What you hand back must match the records word for word, with no pictures.

» GIVEN INFORMATION
■ ■ ■ ■ ■ ■ ■

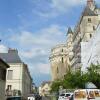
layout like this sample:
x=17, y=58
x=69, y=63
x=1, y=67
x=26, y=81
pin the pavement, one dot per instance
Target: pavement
x=46, y=98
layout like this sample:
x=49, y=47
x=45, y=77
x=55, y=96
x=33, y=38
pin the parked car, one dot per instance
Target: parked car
x=87, y=94
x=31, y=97
x=65, y=96
x=35, y=96
x=14, y=98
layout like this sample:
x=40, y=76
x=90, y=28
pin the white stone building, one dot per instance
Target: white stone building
x=18, y=79
x=3, y=67
x=90, y=51
x=58, y=61
x=45, y=88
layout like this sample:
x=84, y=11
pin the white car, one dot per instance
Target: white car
x=65, y=96
x=86, y=94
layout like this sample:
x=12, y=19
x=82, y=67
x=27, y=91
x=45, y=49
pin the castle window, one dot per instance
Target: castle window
x=57, y=70
x=62, y=50
x=89, y=20
x=93, y=27
x=90, y=35
x=62, y=60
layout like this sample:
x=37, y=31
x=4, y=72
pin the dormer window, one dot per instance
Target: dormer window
x=89, y=20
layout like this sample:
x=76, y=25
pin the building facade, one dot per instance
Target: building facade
x=82, y=33
x=91, y=55
x=58, y=61
x=45, y=88
x=18, y=79
x=3, y=67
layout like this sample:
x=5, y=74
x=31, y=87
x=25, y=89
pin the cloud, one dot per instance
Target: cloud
x=44, y=37
x=56, y=7
x=3, y=49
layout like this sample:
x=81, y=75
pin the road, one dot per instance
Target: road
x=46, y=98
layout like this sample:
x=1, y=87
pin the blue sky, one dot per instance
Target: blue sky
x=34, y=27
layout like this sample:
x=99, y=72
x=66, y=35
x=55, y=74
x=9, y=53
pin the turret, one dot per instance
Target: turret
x=91, y=4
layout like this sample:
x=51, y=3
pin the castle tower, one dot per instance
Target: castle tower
x=58, y=61
x=91, y=4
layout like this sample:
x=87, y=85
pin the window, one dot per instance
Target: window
x=57, y=70
x=9, y=87
x=10, y=74
x=2, y=74
x=93, y=27
x=90, y=35
x=89, y=20
x=62, y=60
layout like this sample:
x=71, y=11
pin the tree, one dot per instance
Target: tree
x=55, y=85
x=94, y=74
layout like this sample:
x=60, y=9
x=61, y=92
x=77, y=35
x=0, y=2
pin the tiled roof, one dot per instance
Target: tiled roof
x=88, y=12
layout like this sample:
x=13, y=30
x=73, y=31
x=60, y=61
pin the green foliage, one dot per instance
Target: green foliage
x=78, y=79
x=94, y=74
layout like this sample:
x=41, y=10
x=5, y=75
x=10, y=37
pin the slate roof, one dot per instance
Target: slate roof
x=88, y=12
x=4, y=63
x=11, y=57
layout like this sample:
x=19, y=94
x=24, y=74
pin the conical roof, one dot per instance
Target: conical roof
x=88, y=12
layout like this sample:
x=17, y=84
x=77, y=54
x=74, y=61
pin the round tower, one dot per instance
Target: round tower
x=58, y=60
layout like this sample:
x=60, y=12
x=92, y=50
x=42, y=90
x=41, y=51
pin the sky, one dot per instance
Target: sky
x=33, y=27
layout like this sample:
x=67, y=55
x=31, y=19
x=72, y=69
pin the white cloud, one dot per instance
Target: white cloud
x=57, y=7
x=65, y=5
x=44, y=37
x=3, y=49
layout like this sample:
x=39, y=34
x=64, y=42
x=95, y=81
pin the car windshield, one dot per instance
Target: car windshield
x=80, y=94
x=62, y=95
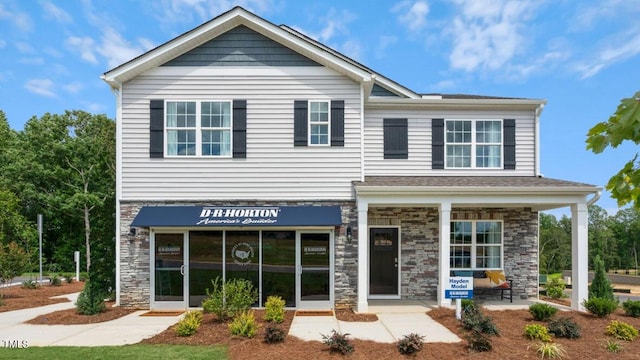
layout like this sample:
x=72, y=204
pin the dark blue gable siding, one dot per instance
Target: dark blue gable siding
x=241, y=46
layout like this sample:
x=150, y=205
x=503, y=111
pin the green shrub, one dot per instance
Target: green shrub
x=613, y=346
x=478, y=322
x=479, y=342
x=555, y=288
x=631, y=308
x=189, y=323
x=542, y=312
x=29, y=284
x=244, y=325
x=274, y=309
x=274, y=334
x=600, y=307
x=550, y=350
x=338, y=342
x=600, y=285
x=91, y=300
x=537, y=332
x=621, y=330
x=55, y=280
x=410, y=344
x=565, y=328
x=228, y=300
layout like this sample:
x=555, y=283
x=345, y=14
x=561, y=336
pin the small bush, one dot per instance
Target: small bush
x=274, y=334
x=542, y=312
x=631, y=308
x=228, y=300
x=621, y=330
x=244, y=325
x=55, y=281
x=338, y=342
x=189, y=323
x=274, y=309
x=613, y=346
x=537, y=332
x=478, y=322
x=29, y=284
x=479, y=342
x=600, y=307
x=555, y=288
x=410, y=344
x=549, y=350
x=564, y=328
x=91, y=300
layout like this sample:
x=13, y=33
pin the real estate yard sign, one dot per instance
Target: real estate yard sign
x=459, y=288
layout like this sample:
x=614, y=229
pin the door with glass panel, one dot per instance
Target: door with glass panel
x=315, y=271
x=168, y=271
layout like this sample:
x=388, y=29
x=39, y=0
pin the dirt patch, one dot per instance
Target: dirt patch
x=16, y=297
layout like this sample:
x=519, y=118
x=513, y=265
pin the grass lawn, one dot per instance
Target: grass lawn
x=126, y=352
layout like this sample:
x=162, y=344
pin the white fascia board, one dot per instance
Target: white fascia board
x=218, y=26
x=476, y=104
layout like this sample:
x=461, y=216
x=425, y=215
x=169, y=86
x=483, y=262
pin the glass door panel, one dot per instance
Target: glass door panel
x=279, y=265
x=169, y=269
x=205, y=263
x=315, y=276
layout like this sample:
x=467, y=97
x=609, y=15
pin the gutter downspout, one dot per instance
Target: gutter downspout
x=537, y=113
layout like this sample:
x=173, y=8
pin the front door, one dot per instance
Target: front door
x=314, y=271
x=168, y=275
x=383, y=262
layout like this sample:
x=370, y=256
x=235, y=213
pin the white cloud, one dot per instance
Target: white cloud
x=413, y=15
x=42, y=87
x=488, y=34
x=56, y=13
x=117, y=50
x=73, y=87
x=618, y=48
x=20, y=20
x=85, y=46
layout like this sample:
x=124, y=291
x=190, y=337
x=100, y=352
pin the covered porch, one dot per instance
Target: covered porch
x=471, y=198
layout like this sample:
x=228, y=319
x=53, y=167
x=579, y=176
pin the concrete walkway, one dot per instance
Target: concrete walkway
x=129, y=329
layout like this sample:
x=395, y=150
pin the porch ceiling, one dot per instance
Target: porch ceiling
x=537, y=193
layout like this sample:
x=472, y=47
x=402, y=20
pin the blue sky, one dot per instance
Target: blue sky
x=581, y=56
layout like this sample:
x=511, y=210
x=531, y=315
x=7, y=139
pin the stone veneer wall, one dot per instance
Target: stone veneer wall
x=420, y=237
x=135, y=277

■ ■ ■ ■ ■ ■ ■

» EXERCISE RESPONSE
layout like this sample:
x=17, y=58
x=69, y=63
x=1, y=67
x=26, y=81
pin the pavement, one dot per instance
Target: pavement
x=46, y=98
layout like this sample:
x=49, y=47
x=45, y=77
x=55, y=96
x=33, y=38
pin the parked car, one dot per instance
Target: parked car
x=87, y=94
x=31, y=97
x=65, y=96
x=35, y=96
x=14, y=98
layout like this sample:
x=40, y=76
x=90, y=28
pin the white stone building, one dot per instance
Target: white stone building
x=18, y=79
x=3, y=67
x=90, y=51
x=58, y=61
x=45, y=88
layout like this sample:
x=84, y=11
pin the white car, one dot per instance
Target: white car
x=65, y=96
x=86, y=94
layout like this sample:
x=12, y=19
x=82, y=67
x=27, y=91
x=45, y=49
pin the castle window, one dot per instance
Target: castle window
x=57, y=70
x=62, y=50
x=89, y=20
x=93, y=27
x=90, y=35
x=62, y=60
layout like this sample:
x=37, y=31
x=4, y=72
pin the dormer window, one dot per instance
Target: dormer window
x=89, y=20
layout like this sample:
x=76, y=25
pin the building facade, one dot per instance
Target: building facade
x=82, y=33
x=91, y=55
x=58, y=61
x=45, y=88
x=18, y=79
x=3, y=67
layout like this sample:
x=5, y=74
x=31, y=87
x=25, y=89
pin the cloud, one dot per instance
Target: cloud
x=44, y=37
x=56, y=7
x=3, y=49
layout like this sample:
x=81, y=75
pin the road, one dot per instance
Target: road
x=46, y=98
layout like this sample:
x=1, y=87
pin the blue sky, one dot per instance
Target: blue sky
x=34, y=27
layout like this sample:
x=99, y=72
x=66, y=35
x=55, y=74
x=9, y=53
pin the turret, one dot per instance
Target: turret
x=91, y=4
layout like this sample:
x=51, y=3
pin the castle tower, one dot per instance
Target: castle tower
x=58, y=61
x=91, y=4
layout like this sample:
x=87, y=85
pin the window, one dot per instance
Target: window
x=57, y=70
x=9, y=87
x=10, y=74
x=2, y=74
x=93, y=27
x=90, y=35
x=89, y=20
x=62, y=60
layout like this sample:
x=71, y=11
pin the tree, one dot per instance
Target: tree
x=55, y=85
x=94, y=74
layout like this sample:
x=60, y=9
x=61, y=92
x=77, y=35
x=0, y=2
pin the tiled roof, one dot per instance
Target: tiled roof
x=88, y=12
layout like this sample:
x=13, y=30
x=73, y=31
x=60, y=61
pin the green foliage, one dot per instance
Target: green foliage
x=78, y=79
x=94, y=74
layout like this sample:
x=41, y=10
x=5, y=75
x=10, y=37
pin the slate roof, one dot per instance
Target: slate roof
x=88, y=12
x=4, y=63
x=11, y=57
layout like this sample:
x=19, y=94
x=24, y=74
pin the conical roof, one dot per instance
Target: conical roof
x=88, y=12
layout like this sample:
x=17, y=84
x=77, y=54
x=74, y=61
pin the round tower, one dot per instance
Target: round tower
x=58, y=60
layout like this sample:
x=60, y=12
x=92, y=50
x=42, y=90
x=41, y=51
pin the sky, one dot per instance
Target: sky
x=33, y=27
layout like this sample:
x=67, y=55
x=31, y=19
x=72, y=69
pin the white cloud, one dot per instance
Target: white cloud
x=57, y=7
x=65, y=5
x=44, y=37
x=3, y=49
layout like this sample:
x=39, y=34
x=64, y=42
x=95, y=81
pin the car windshield, one dot per instance
Target: car windshield
x=80, y=94
x=62, y=95
layout like this sample:
x=72, y=204
pin the dark blue gable siding, one dot per instance
Target: dark blue gable siding
x=241, y=46
layout like this sample:
x=150, y=205
x=503, y=111
pin the green shrub, one dot per instance
Target: green shrub
x=613, y=346
x=478, y=322
x=479, y=342
x=555, y=288
x=631, y=308
x=189, y=323
x=542, y=312
x=29, y=284
x=244, y=325
x=274, y=309
x=274, y=334
x=600, y=307
x=550, y=350
x=338, y=342
x=600, y=285
x=91, y=300
x=537, y=332
x=621, y=330
x=55, y=280
x=410, y=344
x=565, y=328
x=228, y=300
layout like this sample:
x=555, y=283
x=345, y=14
x=561, y=336
pin the small bush, one dot per instance
Target: small bush
x=274, y=334
x=542, y=312
x=631, y=308
x=228, y=300
x=621, y=330
x=244, y=325
x=55, y=281
x=338, y=342
x=189, y=323
x=274, y=309
x=613, y=346
x=537, y=332
x=478, y=322
x=29, y=284
x=479, y=342
x=600, y=307
x=555, y=288
x=410, y=344
x=549, y=350
x=564, y=328
x=91, y=300
layout like this sample:
x=13, y=33
pin the real estate yard sign, one dot per instance
Target: real estate yard sign
x=459, y=288
layout like this sample:
x=614, y=229
pin the door with glass panel, one dot per instance
Target: door with glass panel
x=315, y=271
x=168, y=271
layout like this sample:
x=388, y=29
x=39, y=0
pin the dirt patch, one dot per instance
Target: dirt patch
x=16, y=297
layout like this sample:
x=519, y=118
x=513, y=265
pin the grass lawn, one dot per instance
Target: grass lawn
x=126, y=352
layout like this sample:
x=162, y=344
pin the white fascia board, one dot per instance
Target: white fascia board
x=218, y=26
x=476, y=104
layout like this sample:
x=461, y=216
x=425, y=215
x=169, y=86
x=483, y=262
pin the glass door panel, one dot per instance
Target: glass door panel
x=279, y=265
x=169, y=269
x=205, y=263
x=315, y=276
layout like this sample:
x=467, y=97
x=609, y=15
pin the gutter downspout, one dot per instance
Target: gutter downspout
x=537, y=113
layout like this sample:
x=173, y=8
pin the front door, one dot per instance
Target: front door
x=314, y=271
x=168, y=275
x=383, y=262
layout like this sample:
x=370, y=256
x=235, y=213
pin the white cloud, one dot per instance
Target: white cloud
x=413, y=15
x=42, y=87
x=488, y=34
x=56, y=13
x=117, y=50
x=73, y=87
x=618, y=48
x=20, y=20
x=85, y=46
layout like this sample:
x=124, y=291
x=190, y=337
x=100, y=352
pin the covered porch, one dot per instance
Target: covered porch
x=471, y=198
layout like this sample:
x=228, y=319
x=53, y=167
x=579, y=176
pin the concrete walkway, one dot per instance
Target: concrete walkway
x=129, y=329
layout like this sample:
x=395, y=150
pin the porch ceiling, one dot per instance
Target: porch ceiling
x=537, y=193
layout like this sample:
x=472, y=47
x=402, y=20
pin the blue sky, one dot per instance
Target: blue sky
x=581, y=56
layout like this sample:
x=511, y=210
x=531, y=315
x=7, y=139
pin the stone veneer wall, one dot per instance
Target: stone veneer wall
x=420, y=237
x=135, y=277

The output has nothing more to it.